═════ Text section ═════

My beloved Budge.

Budge is my beloved, long-suffering wife. First of all, a word about pronunciation. It’s Budge like in book, not budge like in fudge or trudge. I gave her that nickname because her third favorite movie of all time, behind The Mummy and The Mummy Returns, is Shag and one of the main four characters’ nickname is “Pudge”. Well, I’m not stupid enough to call my wife “Pudge” but for some reason, after we first saw the movie together, I started calling her “Budge” and that’s what I’ve called her pretty much exclusively for the last ten twelve years.

We met my first year teaching in October of 1994. I was a rookie teacher and she was a junior in high school. Her first words to me were, “You can leave now,” in an unmistakable tone that I still get from her when I’ve really done something. She had seemed distressed and I’d asked her if I could do anything to help. Of course, from that inauspicious start, we ended up dating, clandestinely of course, in January of 1995 and were married in August of 1996, two months, nearly to the day, after she graduated high school.

═════

Actions to take.
1. In the text about Budge, which movie led to her nickname?
2. Resume the text about Budge, picking up right after its final sentence.
The rows below were drawn from a separate source.

═════ Extracted information ═════

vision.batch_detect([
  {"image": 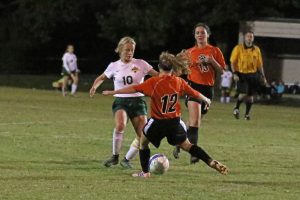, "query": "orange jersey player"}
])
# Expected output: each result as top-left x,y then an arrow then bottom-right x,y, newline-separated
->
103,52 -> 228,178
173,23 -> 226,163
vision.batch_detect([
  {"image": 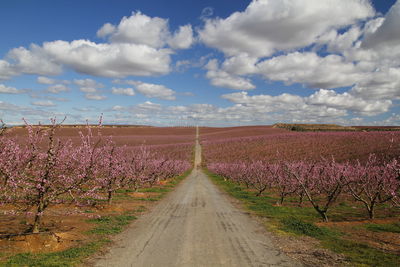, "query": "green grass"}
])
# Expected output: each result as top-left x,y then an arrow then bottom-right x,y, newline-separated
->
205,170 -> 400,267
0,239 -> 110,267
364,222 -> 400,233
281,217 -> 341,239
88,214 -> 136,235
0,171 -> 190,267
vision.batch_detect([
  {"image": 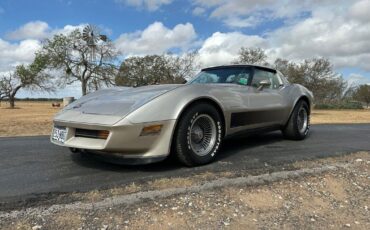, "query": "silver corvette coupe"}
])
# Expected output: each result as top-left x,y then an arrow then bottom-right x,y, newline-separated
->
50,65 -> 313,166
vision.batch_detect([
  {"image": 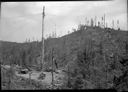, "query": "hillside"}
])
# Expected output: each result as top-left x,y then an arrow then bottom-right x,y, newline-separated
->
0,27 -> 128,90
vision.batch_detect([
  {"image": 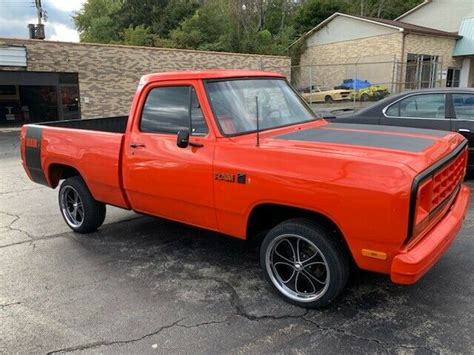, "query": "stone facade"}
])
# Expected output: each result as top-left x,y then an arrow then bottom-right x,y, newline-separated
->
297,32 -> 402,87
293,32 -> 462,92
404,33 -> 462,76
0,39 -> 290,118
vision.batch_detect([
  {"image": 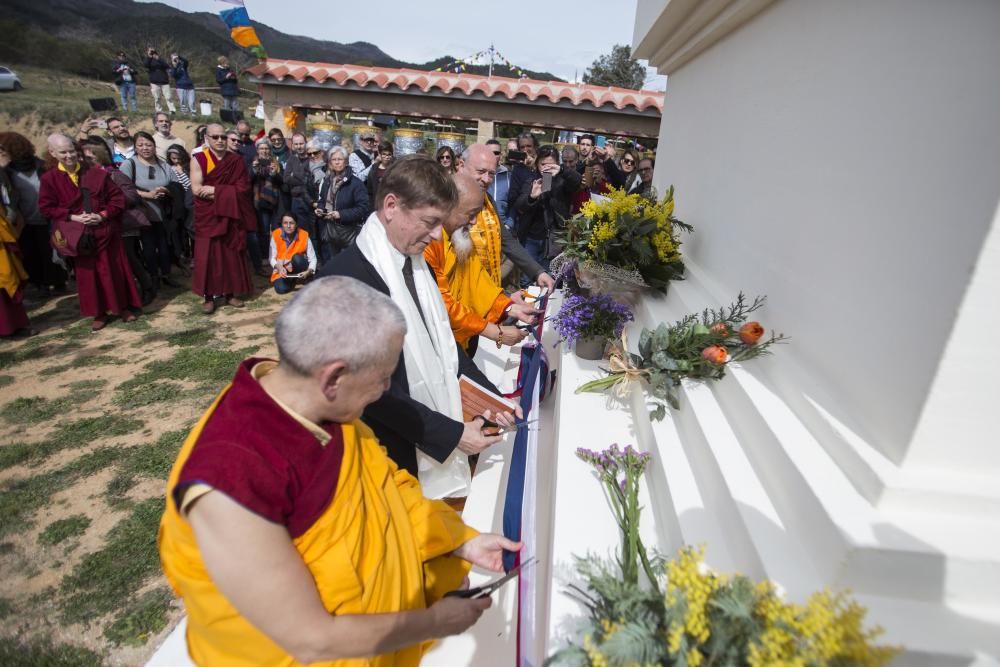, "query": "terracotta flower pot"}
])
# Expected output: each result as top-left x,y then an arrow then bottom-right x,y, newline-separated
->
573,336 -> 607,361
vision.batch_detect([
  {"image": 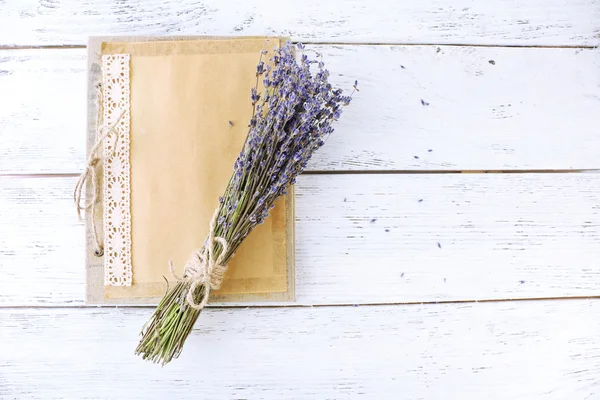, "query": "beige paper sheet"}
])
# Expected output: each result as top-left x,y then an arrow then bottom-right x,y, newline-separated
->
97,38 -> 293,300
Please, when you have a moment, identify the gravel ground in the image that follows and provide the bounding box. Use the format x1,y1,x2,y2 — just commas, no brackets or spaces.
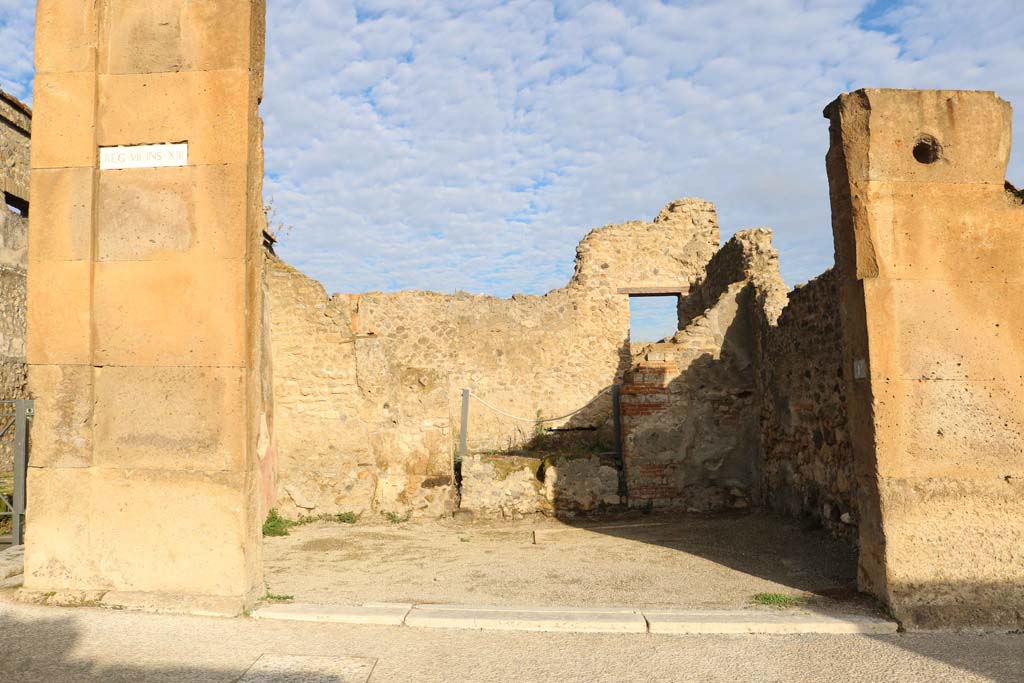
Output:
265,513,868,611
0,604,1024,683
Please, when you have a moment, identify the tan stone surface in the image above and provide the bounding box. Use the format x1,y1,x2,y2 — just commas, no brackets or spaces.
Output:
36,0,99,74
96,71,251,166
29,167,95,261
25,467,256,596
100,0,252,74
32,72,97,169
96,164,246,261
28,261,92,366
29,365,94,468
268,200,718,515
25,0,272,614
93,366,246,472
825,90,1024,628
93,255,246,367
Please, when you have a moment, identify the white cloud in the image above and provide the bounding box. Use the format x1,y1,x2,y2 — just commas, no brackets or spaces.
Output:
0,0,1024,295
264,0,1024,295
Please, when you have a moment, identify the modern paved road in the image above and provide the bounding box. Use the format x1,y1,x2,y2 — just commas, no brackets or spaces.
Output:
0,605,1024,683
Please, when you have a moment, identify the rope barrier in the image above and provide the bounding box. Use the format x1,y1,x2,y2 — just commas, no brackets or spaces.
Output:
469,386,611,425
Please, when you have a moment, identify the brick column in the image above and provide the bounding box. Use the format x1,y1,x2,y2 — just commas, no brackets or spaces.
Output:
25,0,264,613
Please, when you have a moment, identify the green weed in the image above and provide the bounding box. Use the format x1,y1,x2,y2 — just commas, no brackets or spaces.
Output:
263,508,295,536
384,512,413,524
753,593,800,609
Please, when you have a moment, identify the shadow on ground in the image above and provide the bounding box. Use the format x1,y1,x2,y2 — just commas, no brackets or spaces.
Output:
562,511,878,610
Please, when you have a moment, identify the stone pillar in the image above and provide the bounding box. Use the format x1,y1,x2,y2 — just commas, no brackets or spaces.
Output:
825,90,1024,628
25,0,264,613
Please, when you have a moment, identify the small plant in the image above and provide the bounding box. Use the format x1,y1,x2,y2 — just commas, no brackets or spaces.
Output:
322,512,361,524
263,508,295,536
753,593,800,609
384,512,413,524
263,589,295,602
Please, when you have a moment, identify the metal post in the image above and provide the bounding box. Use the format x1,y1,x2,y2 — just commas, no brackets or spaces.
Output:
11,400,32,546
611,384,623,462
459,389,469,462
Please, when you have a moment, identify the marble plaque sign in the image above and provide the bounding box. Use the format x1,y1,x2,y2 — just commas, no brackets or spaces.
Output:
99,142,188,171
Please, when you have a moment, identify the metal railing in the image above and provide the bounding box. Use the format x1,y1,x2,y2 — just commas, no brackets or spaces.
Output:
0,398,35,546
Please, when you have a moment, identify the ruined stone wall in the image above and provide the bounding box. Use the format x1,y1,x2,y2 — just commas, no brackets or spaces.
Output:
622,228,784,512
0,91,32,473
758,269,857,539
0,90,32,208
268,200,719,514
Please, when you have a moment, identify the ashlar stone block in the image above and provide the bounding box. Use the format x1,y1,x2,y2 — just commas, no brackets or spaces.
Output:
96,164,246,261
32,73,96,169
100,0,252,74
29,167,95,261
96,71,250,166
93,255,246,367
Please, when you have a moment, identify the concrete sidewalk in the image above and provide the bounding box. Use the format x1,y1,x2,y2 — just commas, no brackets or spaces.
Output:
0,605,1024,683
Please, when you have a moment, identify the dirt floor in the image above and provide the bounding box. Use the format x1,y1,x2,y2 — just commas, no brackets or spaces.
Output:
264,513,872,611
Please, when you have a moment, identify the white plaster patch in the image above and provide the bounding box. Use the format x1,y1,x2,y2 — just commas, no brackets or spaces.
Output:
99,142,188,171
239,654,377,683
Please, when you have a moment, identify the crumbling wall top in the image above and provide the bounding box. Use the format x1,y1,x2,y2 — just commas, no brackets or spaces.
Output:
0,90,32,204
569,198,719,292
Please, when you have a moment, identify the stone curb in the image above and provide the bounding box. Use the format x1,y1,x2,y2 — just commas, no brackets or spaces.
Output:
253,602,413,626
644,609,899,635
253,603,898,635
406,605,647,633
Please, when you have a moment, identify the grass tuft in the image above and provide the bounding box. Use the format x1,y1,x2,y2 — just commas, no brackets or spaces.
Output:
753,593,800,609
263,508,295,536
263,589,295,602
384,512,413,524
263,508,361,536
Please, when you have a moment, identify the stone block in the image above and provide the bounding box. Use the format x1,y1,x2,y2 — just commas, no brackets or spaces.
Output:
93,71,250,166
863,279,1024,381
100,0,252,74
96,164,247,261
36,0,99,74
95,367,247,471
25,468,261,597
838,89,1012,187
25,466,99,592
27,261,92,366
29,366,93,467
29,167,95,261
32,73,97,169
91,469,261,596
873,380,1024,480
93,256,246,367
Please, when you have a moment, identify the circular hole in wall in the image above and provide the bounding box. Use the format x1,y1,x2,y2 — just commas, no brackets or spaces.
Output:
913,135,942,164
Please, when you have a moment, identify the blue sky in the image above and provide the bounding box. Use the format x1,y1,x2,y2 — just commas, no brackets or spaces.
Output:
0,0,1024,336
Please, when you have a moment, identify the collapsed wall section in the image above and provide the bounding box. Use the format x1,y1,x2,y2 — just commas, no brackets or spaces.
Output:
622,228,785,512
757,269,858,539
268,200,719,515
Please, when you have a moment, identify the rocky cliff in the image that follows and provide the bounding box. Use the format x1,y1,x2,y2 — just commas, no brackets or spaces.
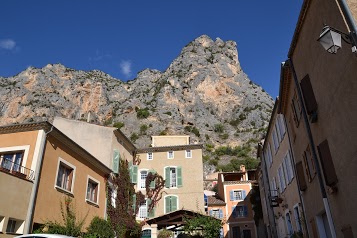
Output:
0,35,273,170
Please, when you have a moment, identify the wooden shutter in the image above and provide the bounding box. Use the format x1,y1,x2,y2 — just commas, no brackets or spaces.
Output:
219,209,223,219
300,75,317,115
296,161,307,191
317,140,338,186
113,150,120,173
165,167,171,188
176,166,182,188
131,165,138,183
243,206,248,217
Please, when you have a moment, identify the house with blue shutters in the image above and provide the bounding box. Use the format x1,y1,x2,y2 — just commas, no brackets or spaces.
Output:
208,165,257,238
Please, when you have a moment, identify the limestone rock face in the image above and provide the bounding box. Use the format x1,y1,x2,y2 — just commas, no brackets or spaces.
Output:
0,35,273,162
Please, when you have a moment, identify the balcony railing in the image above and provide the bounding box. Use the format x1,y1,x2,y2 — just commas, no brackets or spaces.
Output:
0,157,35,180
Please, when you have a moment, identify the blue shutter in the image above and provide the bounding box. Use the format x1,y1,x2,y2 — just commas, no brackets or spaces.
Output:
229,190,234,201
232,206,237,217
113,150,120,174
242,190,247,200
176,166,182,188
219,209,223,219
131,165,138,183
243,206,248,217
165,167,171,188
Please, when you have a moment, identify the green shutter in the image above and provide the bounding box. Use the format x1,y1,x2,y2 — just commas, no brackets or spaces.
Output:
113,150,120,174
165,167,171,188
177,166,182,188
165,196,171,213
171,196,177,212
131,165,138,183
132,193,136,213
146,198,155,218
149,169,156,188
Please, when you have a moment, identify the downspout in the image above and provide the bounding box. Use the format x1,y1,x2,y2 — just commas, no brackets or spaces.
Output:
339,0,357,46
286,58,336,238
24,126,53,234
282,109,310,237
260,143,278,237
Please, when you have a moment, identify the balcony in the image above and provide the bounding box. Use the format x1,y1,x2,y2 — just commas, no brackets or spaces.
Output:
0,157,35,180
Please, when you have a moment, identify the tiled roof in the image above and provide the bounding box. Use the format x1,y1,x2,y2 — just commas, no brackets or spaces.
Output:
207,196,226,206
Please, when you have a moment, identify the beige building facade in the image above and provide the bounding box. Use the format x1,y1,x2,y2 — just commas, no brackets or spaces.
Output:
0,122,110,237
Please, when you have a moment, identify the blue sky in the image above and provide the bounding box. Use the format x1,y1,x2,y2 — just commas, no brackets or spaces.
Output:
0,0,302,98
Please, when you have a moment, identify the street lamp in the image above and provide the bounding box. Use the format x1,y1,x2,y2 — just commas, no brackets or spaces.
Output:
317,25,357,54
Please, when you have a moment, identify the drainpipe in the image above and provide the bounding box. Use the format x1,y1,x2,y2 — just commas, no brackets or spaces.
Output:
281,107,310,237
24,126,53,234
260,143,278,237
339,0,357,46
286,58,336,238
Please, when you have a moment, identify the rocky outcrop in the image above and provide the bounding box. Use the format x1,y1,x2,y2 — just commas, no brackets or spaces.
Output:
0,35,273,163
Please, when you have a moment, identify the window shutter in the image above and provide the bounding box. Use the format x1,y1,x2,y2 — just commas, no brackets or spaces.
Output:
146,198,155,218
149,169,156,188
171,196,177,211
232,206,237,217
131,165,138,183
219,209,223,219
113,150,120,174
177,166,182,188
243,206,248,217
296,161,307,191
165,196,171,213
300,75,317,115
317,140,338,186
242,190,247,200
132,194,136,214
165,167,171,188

═════

Answers to each task.
1. The movie Shag.

2.
Our courtship was the worst kept secret in the school, if not the school district, but most everyone turned a blind eye to us because of our respective situations. Budge had lost her mother at 15 and with her dad trying to make a go of his own business, she was often alone and left to her own devices. I was questioned and re-questioned by various of her mother and sister figures and apparently, I showed a strong enough character that no one turned us in or questioned our being together. Of course, no one gave us much of a chance of staying married either. We heard it all . . . she was too young, our ages were too far apart (7 years), and lots more where that came from. I guess nearly fourteen over twenty years later, we’ve pretty much proven the naysayers wrong.

She is a marvelous woman. I often tell people I spent the first twenty five years of my life being molded by a saint and the last fourteen being tended by an angel. We have faced financial ruin, job losses, mental illness, and death together and come out better for it. She’s gotten her BA and her MA in Elementary Education since we married, which silenced all the critics who said she’d never finish school if she married at 18. This is her eighth fourteenth year in teaching and she gets the short drive to school, six minutes. Several years ago, she was named her school’s Teacher of the Year and I was so proud of her I thought I would explode.

She is love personified, but she is also stubborn enough and opinionated enough not to mention intelligent enough to keep me in line and keep me feeling loved and cared for at all times. Most of our evenings together are spent on our laptops or reading or watching the few shows we like, but we are together and that’s all that really matters. We have each other and our “fuzzy babies” and it is enough.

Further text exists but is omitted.